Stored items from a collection
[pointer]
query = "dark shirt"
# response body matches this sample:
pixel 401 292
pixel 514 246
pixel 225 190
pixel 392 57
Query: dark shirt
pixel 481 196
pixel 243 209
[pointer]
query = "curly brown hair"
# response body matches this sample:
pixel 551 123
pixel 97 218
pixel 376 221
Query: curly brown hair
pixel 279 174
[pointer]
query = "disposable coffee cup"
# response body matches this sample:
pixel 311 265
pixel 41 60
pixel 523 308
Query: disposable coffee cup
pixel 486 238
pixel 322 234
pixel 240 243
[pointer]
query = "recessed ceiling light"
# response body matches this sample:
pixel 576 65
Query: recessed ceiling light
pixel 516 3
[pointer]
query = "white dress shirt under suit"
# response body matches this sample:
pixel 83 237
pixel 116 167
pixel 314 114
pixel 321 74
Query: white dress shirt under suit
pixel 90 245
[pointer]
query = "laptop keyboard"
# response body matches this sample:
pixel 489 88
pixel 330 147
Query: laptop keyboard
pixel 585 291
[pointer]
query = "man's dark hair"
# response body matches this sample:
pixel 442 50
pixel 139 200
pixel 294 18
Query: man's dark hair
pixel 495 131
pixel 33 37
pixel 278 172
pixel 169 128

_EXERCISE PROMPT_.
Every entry above should be retyped exactly as shown.

_OUTPUT OF THE EXERCISE_.
[pointer]
query = "dark shirt"
# response body matches this sample:
pixel 401 292
pixel 514 246
pixel 225 190
pixel 392 57
Query: dark shirt
pixel 481 196
pixel 243 209
[pointer]
query = "curly brown hair"
# response body matches this sample:
pixel 551 123
pixel 97 218
pixel 376 221
Query: curly brown hair
pixel 279 174
[pointer]
query = "disposable coffee cup"
# response body matches this sample:
pixel 311 265
pixel 41 60
pixel 523 308
Query: disposable coffee cup
pixel 486 238
pixel 322 234
pixel 240 243
[pointer]
query = "recessed ceiling light"
# response body matches this sample:
pixel 576 65
Query: recessed ceiling light
pixel 516 3
[pointer]
query = "white dress shirt under suit"
# response body matches this sample:
pixel 83 237
pixel 116 167
pixel 314 114
pixel 321 74
Query: white dress shirt under suit
pixel 90 245
[pointer]
query = "laptop keyboard"
# response body matches this sample:
pixel 489 88
pixel 330 147
Query: laptop keyboard
pixel 585 291
[pointer]
query = "man's dark hair"
# response body matches this sample:
pixel 442 50
pixel 139 200
pixel 294 18
Query: man's dark hair
pixel 495 131
pixel 33 37
pixel 278 172
pixel 169 128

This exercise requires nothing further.